Rescale the data below, starting with the first line and going on through the line with "[[205, 38]]", and give every line of that stretch again, requests included. Multiply each coordinate in the answers by 0.4 and round to whole numbers, halves up, leaving the requests and their format samples unchanged.

Excerpts of pointing data:

▼

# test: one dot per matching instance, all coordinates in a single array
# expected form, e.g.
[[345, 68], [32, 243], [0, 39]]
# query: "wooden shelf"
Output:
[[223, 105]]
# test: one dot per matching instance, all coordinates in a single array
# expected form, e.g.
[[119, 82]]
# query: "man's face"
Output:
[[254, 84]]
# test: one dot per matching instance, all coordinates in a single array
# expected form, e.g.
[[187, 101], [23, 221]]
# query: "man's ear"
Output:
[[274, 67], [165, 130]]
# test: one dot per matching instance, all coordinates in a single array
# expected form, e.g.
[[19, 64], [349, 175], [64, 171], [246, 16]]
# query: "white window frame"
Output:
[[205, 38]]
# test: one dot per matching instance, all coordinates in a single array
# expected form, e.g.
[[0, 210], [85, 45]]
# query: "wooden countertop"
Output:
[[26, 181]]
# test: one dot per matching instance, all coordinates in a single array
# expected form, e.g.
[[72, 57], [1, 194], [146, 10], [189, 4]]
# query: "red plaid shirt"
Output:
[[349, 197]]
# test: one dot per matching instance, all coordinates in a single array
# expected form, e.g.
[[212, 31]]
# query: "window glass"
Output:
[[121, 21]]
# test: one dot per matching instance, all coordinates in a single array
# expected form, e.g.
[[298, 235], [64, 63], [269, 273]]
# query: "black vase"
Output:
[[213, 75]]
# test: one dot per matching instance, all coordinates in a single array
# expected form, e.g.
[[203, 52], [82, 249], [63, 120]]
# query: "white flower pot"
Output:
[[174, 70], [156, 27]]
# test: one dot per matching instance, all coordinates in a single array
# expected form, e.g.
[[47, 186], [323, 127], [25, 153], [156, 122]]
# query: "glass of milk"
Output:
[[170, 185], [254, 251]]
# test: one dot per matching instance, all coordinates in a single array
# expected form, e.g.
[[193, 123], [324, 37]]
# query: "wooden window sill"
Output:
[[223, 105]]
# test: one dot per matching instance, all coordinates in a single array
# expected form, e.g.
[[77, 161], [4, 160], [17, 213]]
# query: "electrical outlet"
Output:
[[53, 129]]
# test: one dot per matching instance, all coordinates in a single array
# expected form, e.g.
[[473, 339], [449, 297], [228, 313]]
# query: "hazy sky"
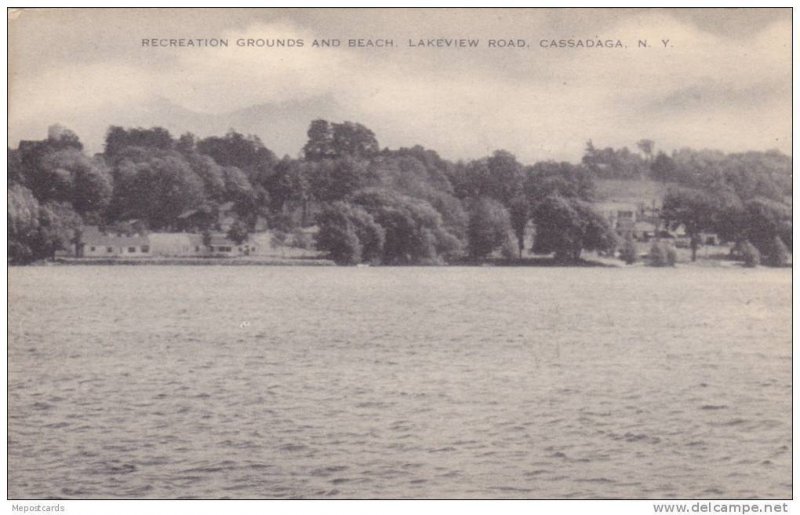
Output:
[[723, 81]]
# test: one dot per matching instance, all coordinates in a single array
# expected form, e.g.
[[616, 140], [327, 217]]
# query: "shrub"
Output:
[[750, 255], [662, 254], [628, 251], [777, 254], [510, 248]]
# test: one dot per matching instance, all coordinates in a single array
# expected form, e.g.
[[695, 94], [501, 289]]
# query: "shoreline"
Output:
[[533, 262], [167, 261]]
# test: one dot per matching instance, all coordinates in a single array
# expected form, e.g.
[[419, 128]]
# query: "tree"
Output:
[[662, 254], [750, 255], [156, 189], [646, 146], [118, 139], [567, 226], [777, 254], [696, 210], [349, 234], [548, 178], [238, 232], [333, 140], [488, 228], [415, 231], [519, 211]]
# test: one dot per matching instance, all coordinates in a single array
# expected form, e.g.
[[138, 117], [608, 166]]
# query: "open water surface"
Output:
[[273, 382]]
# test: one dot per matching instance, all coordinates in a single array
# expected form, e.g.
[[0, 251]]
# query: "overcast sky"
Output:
[[723, 82]]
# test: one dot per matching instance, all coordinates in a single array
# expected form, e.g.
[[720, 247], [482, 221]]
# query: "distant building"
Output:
[[178, 244], [621, 216], [92, 242]]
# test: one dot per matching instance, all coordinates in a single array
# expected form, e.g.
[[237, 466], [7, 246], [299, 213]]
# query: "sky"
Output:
[[721, 81]]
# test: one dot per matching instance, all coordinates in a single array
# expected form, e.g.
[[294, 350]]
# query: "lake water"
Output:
[[273, 382]]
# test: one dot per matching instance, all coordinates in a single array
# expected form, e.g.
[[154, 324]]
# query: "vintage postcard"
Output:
[[400, 253]]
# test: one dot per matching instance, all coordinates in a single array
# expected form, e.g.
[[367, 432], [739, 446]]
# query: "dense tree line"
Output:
[[373, 205]]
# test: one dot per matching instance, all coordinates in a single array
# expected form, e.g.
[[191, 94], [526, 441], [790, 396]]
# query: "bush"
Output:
[[302, 240], [777, 254], [628, 252], [662, 254], [750, 255], [510, 248]]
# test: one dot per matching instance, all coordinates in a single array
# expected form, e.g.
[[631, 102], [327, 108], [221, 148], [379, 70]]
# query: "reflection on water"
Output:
[[217, 382]]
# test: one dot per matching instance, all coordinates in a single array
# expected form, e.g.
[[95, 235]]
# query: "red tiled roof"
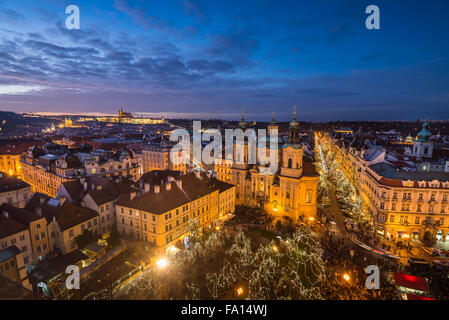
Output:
[[411, 282], [415, 297]]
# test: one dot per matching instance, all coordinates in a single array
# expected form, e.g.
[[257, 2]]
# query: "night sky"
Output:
[[210, 59]]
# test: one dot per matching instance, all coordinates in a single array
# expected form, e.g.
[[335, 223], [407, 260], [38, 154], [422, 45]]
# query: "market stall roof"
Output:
[[415, 297], [411, 282]]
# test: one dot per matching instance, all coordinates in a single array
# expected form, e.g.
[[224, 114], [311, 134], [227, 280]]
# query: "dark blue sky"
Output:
[[212, 58]]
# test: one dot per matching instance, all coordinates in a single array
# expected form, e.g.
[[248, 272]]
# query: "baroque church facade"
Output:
[[291, 191]]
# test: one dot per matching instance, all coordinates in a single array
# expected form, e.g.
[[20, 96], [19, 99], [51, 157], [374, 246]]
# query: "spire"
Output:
[[242, 123]]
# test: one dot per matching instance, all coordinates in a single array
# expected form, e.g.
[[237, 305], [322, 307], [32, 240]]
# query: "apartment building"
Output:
[[13, 233], [171, 206], [36, 225], [156, 156], [99, 194], [46, 168], [13, 190], [13, 267], [65, 221], [405, 202]]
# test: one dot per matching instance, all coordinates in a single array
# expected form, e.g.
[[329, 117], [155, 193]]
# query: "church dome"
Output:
[[424, 134]]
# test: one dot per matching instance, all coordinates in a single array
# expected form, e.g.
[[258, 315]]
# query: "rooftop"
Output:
[[390, 172]]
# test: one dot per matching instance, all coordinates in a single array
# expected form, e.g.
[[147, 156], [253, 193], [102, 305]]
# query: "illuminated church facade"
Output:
[[291, 191]]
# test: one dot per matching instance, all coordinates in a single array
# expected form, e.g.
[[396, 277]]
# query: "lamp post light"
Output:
[[239, 291], [162, 264]]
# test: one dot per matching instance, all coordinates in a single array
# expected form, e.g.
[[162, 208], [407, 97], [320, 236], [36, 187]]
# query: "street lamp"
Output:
[[162, 263]]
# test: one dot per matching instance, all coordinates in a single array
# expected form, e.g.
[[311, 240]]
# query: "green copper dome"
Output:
[[424, 134]]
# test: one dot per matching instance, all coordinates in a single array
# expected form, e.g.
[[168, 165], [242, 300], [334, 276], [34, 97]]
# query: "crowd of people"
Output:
[[341, 259]]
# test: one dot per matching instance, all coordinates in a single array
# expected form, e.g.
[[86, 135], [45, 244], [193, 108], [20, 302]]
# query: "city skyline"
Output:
[[193, 59]]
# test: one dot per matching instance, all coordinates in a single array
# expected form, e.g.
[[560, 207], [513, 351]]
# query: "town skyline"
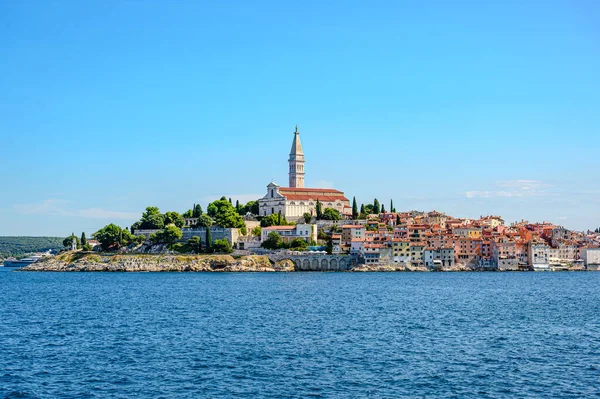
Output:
[[462, 109]]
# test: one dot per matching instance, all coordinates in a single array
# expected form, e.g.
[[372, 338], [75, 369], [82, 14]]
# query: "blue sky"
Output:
[[464, 107]]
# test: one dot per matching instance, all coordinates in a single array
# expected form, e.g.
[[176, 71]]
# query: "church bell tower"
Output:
[[296, 162]]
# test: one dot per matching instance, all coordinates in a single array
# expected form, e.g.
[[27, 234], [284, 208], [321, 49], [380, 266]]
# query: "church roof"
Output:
[[321, 194], [296, 145]]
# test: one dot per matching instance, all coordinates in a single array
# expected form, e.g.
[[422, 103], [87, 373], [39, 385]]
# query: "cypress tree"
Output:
[[329, 247], [319, 210], [376, 207], [208, 239]]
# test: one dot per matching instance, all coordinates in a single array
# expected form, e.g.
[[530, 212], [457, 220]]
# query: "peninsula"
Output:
[[299, 228]]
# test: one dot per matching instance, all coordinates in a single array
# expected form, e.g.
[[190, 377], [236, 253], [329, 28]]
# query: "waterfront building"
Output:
[[538, 255], [306, 232], [294, 201], [352, 231]]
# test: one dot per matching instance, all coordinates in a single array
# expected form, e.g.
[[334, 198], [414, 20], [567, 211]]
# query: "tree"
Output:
[[111, 236], [329, 246], [273, 241], [224, 214], [307, 217], [299, 244], [197, 212], [208, 240], [376, 207], [152, 219], [222, 246], [169, 235], [331, 214], [319, 209], [173, 218], [195, 244], [204, 221], [68, 241]]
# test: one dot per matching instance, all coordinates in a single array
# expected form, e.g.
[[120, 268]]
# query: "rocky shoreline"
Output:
[[168, 262], [98, 262]]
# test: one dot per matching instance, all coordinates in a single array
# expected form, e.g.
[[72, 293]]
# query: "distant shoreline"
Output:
[[111, 262]]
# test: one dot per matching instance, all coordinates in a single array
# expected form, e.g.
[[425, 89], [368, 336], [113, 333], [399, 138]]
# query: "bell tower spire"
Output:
[[296, 162]]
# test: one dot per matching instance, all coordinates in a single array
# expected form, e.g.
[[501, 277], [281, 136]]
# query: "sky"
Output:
[[466, 107]]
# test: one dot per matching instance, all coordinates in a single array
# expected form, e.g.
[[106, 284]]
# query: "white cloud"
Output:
[[59, 207], [514, 188]]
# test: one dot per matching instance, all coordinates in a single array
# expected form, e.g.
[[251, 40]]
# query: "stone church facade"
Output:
[[296, 200]]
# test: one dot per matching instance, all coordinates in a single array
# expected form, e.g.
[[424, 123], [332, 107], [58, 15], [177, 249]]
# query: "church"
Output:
[[296, 200]]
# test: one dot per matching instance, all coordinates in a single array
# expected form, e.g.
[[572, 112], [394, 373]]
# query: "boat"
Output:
[[14, 263]]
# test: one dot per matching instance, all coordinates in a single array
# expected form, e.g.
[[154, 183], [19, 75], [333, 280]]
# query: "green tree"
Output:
[[195, 244], [331, 214], [152, 219], [329, 246], [319, 210], [68, 241], [298, 244], [273, 241], [224, 214], [376, 207], [307, 217], [111, 236], [204, 221], [222, 246], [173, 218], [169, 235], [197, 212], [208, 240]]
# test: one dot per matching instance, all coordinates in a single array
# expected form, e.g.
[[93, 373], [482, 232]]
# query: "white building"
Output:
[[538, 255], [294, 201], [591, 258], [307, 232]]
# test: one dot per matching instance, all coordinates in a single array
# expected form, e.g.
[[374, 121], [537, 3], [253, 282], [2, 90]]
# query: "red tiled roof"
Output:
[[279, 228], [322, 194]]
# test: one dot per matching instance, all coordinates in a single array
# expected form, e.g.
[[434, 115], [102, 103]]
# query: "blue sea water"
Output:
[[297, 335]]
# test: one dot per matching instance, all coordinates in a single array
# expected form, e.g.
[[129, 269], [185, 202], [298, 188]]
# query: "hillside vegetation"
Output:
[[18, 246]]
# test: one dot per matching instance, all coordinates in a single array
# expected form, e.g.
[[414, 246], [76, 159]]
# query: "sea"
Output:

▲

EXERCISE RESPONSE:
# test: one dot per matching instance, all coordinates in a single array
# expected form, e.g.
[[345, 68], [32, 243], [0, 39]]
# query: "wooden shelf"
Output:
[[89, 42]]
# test: one dot per matching instance, all coordinates in a single array
# expected form, e.g.
[[119, 82]]
# query: "man's face"
Output:
[[102, 34]]
# test: one dot per matching instance, all coordinates in a single array
# expected form, e.g.
[[187, 101], [23, 221]]
# query: "man's ear"
Output:
[[110, 27], [66, 52]]
# test: one dot per matching instance, all coordinates in a single array
# expected form, e.g.
[[19, 64], [349, 175], [64, 171], [246, 16]]
# query: "white window frame"
Output:
[[82, 15]]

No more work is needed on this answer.